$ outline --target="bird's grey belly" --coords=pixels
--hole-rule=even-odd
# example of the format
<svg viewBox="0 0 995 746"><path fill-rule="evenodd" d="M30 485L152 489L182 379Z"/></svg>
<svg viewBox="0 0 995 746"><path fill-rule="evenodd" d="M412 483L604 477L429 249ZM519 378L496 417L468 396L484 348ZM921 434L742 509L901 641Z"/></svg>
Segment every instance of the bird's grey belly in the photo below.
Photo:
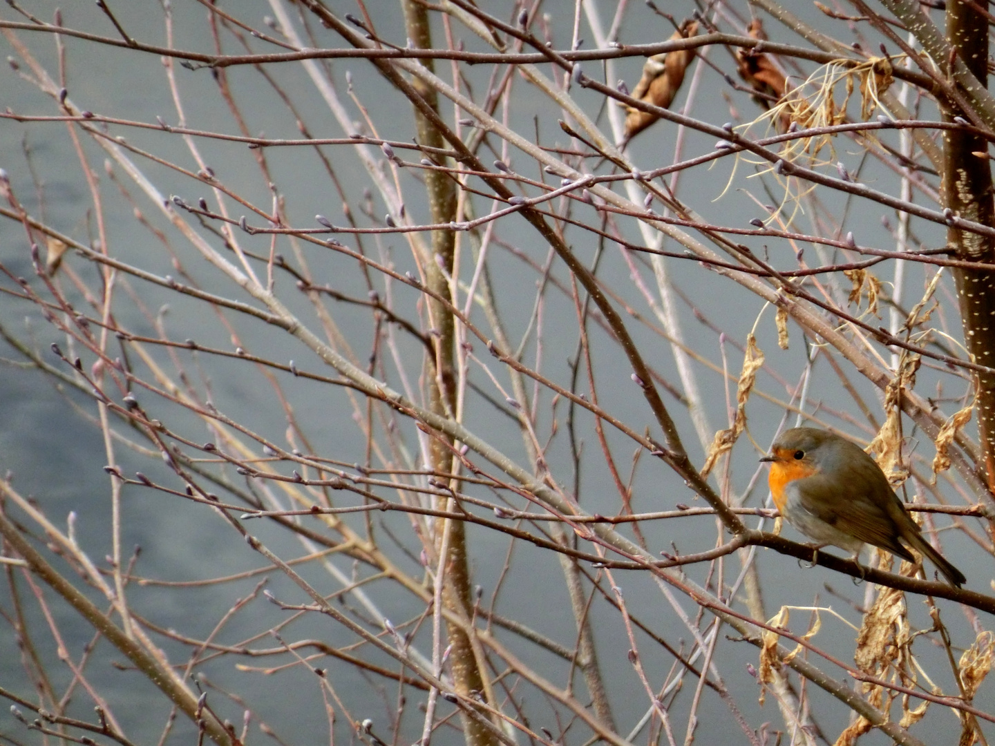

WHAT YOU NEED TO DO: Rename "grey belly" to "gray belly" throughout the listing above and write it out again with everything else unchanged. Leave out the picture.

WRITTEN ANSWER:
$ outline --target="bird's gray belly" --coords=pixels
--hole-rule=even-odd
# example of the format
<svg viewBox="0 0 995 746"><path fill-rule="evenodd" d="M30 485L152 489L182 379Z"/></svg>
<svg viewBox="0 0 995 746"><path fill-rule="evenodd" d="M412 483L604 477L429 249ZM519 378L496 417L468 396L484 348ZM921 434L742 509L901 641Z"/></svg>
Segment every instance of the bird's gray belly in the photo below.
Photo:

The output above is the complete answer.